▸ TEKS YANG DIBERIKAN
┌──

Ia juga mendorong dilakukan revitalisasi program-program studi di SMK, yang disesuaikan dengan kebutuhan di daerah masing-masing. Sehingga lulusan SMK harus bisa menjawab kebutuhan tenaga kerja, minimal di daerah tempat SMK tersebut berada. “Kita (Kalbar) kan banyak perkebunan sawit, tapi adakah (SMK)!yang jurusan itu, tidak ada. Bauksit kemarin (smelter) diresmikan Presiden Jokowi, tidak ada (SMK) jurusan itu (pertambangan), jadi memang revitalisasi penting,” tegasnya.
Selama menjadi kepala daerah, Midji memang dikenal getol memperjuangkan pendidikan vokasi di daerah ini. Sampai-sampai DPW Apvokasi Kalbar sendiri menganggap Midji sebagai pemerhati pendidikan vokasi di Kalbar. Pria yang kini kembali mencalonkan diri sebagai gubernur itu, selalu berusaha sesuai dengan kewenangan dalam jabatannya, memperhatikan lulusan-lulusan sekolah vokasi.

└──

[Data dari sebuah koleksi]
┌──

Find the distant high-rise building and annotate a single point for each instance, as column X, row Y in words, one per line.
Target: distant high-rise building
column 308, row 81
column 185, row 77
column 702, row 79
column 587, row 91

└──

▸ DAFTAR TUGAS
a) Sebutkan setiap kata atau frasa berbeda yang ditulis di dalam tanda kurung pada teks tentang pendidikan vokasi.
b) Tuliskan persis bagian teks tentang pendidikan vokasi yang dimulai dengan "Ia juga mendorong" dan berlanjut sampai "lulusan-lulusan sekolah vokasi.".
Data tersebut merupakan bahan terpisah dari teks.

▸ HASIL TIAP TUGAS
a) Kalbar, SMK, smelter, pertambangan

b)
Ia juga mendorong dilakukan revitalisasi program-program studi di SMK, yang disesuaikan dengan kebutuhan di daerah masing-masing. Sehingga lulusan SMK harus bisa menjawab kebutuhan tenaga kerja, minimal di daerah tempat SMK tersebut berada. “Kita (Kalbar) kan banyak perkebunan sawit, tapi adakah (SMK)!yang jurusan itu, tidak ada. Bauksit kemarin (smelter) diresmikan Presiden Jokowi, tidak ada (SMK) jurusan itu (pertambangan), jadi memang revitalisasi penting,” tegasnya.
Selama menjadi kepala daerah, Midji memang dikenal getol memperjuangkan pendidikan vokasi di daerah ini. Sampai-sampai DPW Apvokasi Kalbar sendiri menganggap Midji sebagai pemerhati pendidikan vokasi di Kalbar. Pria yang kini kembali mencalonkan diri sebagai gubernur itu, selalu berusaha sesuai dengan kewenangan dalam jabatannya, memperhatikan lulusan-lulusan sekolah vokasi.